Exercise:
Copy the material below word for word, from the line containing "the cobblestone square?" up to and including the line containing "MULTIPOLYGON (((25 425, 25", and output those lines alone.

Data section:
+ + + + + + +

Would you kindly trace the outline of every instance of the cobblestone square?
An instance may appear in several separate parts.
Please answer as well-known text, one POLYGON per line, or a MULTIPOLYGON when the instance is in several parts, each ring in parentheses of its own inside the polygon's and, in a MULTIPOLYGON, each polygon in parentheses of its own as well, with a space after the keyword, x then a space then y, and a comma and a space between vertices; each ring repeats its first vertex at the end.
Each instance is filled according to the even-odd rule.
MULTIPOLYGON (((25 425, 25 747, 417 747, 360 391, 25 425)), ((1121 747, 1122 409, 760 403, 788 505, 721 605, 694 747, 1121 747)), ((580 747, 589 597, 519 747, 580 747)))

+ + + + + + +

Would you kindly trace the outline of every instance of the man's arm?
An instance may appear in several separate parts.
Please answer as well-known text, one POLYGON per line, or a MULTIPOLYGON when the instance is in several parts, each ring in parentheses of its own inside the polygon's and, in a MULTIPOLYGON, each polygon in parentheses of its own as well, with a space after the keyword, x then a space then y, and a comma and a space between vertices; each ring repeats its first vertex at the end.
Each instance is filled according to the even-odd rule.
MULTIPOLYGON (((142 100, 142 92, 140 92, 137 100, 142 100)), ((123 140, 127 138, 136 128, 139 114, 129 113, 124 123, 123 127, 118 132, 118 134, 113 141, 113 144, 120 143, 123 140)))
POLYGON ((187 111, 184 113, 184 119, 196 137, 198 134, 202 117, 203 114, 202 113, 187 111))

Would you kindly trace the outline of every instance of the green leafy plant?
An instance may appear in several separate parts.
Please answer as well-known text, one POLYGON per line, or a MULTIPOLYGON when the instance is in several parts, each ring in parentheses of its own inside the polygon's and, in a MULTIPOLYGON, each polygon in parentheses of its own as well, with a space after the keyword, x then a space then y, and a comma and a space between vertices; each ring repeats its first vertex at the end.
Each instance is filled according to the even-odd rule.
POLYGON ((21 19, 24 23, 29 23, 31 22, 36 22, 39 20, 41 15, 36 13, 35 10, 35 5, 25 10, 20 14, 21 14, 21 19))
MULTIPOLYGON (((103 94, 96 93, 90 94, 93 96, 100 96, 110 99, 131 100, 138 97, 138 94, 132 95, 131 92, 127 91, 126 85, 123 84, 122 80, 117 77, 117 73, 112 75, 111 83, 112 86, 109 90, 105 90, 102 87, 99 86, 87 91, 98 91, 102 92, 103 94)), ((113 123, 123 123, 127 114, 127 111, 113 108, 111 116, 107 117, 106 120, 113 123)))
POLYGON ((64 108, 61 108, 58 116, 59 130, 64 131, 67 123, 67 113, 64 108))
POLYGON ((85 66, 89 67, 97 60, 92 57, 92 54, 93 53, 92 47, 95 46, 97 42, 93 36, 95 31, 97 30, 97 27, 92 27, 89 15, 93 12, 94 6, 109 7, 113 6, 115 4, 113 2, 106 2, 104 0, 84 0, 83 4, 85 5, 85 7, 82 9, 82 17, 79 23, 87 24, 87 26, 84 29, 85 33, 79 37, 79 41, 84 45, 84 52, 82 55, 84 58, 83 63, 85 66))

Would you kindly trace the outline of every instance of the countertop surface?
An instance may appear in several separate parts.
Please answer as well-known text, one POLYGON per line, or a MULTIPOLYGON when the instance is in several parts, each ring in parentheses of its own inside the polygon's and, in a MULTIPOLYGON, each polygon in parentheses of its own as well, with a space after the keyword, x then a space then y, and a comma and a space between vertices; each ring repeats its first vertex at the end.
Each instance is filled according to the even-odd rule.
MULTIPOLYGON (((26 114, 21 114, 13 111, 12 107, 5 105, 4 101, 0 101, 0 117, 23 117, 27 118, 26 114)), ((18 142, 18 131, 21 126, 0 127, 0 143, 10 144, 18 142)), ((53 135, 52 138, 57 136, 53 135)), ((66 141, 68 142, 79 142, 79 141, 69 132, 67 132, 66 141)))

+ + + + + + +

Correct output:
Would you kindly trace the outline of every instance of the cobblestone square?
An instance may appear in several separate parts.
Please answer as well-known text, one POLYGON per line, or a MULTIPOLYGON when the instance is in several parts, each ring in parentheses of its own inside the polygon's and, in a MULTIPOLYGON, each polygon in parentheses of its own as well, with a space after the keyword, x then a space then y, and a comma and a space between vertices; each ring repeats its first vertex at the end.
Each instance is filled according to the even-odd rule.
MULTIPOLYGON (((25 425, 25 747, 417 747, 360 391, 25 425)), ((1121 747, 1122 409, 760 403, 788 505, 721 605, 694 747, 1121 747)), ((580 747, 589 597, 519 747, 580 747)))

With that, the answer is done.